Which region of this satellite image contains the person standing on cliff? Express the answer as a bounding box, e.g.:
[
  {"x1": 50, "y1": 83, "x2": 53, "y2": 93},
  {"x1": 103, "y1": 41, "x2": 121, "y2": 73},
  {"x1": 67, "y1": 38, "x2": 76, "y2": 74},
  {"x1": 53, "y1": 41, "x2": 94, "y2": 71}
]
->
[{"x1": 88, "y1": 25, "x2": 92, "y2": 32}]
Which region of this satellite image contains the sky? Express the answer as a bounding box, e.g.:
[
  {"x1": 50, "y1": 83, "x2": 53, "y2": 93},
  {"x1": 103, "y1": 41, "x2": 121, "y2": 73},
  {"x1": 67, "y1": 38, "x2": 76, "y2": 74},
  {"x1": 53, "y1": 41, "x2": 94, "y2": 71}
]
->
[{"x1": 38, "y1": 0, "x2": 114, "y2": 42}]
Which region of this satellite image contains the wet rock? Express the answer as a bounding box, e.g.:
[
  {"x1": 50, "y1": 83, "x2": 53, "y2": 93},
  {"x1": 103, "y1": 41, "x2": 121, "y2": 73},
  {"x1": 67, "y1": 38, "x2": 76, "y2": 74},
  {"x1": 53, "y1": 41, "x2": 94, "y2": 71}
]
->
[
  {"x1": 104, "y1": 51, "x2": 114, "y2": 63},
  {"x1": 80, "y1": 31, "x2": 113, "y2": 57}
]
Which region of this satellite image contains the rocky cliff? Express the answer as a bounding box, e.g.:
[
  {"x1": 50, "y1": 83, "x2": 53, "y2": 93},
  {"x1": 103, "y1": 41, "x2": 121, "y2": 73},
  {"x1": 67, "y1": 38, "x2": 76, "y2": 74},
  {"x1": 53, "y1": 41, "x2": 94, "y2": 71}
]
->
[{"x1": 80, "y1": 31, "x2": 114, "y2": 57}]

· · ·

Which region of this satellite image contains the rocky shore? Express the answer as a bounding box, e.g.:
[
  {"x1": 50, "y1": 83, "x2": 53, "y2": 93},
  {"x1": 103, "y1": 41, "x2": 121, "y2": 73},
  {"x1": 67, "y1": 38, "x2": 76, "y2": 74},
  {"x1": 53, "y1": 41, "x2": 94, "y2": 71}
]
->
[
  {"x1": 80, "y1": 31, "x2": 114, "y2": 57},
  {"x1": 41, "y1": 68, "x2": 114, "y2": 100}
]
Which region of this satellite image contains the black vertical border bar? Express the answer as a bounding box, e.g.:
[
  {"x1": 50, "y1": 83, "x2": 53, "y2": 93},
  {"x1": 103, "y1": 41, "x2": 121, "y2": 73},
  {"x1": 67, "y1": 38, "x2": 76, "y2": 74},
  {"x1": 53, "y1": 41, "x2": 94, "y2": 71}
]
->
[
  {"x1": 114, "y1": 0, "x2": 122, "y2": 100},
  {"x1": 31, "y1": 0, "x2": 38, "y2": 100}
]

· · ·

_What is asked_. Which lines in the entries above contain the string "rocky"? Return each of them unchanged, and treat case as significant.

_Response below_.
Which region of this satellite image contains the rocky cliff? Express the answer as a bounding box, e.g.:
Which region of this satellite image contains the rocky shore? Express the answer as a bounding box, e.g.:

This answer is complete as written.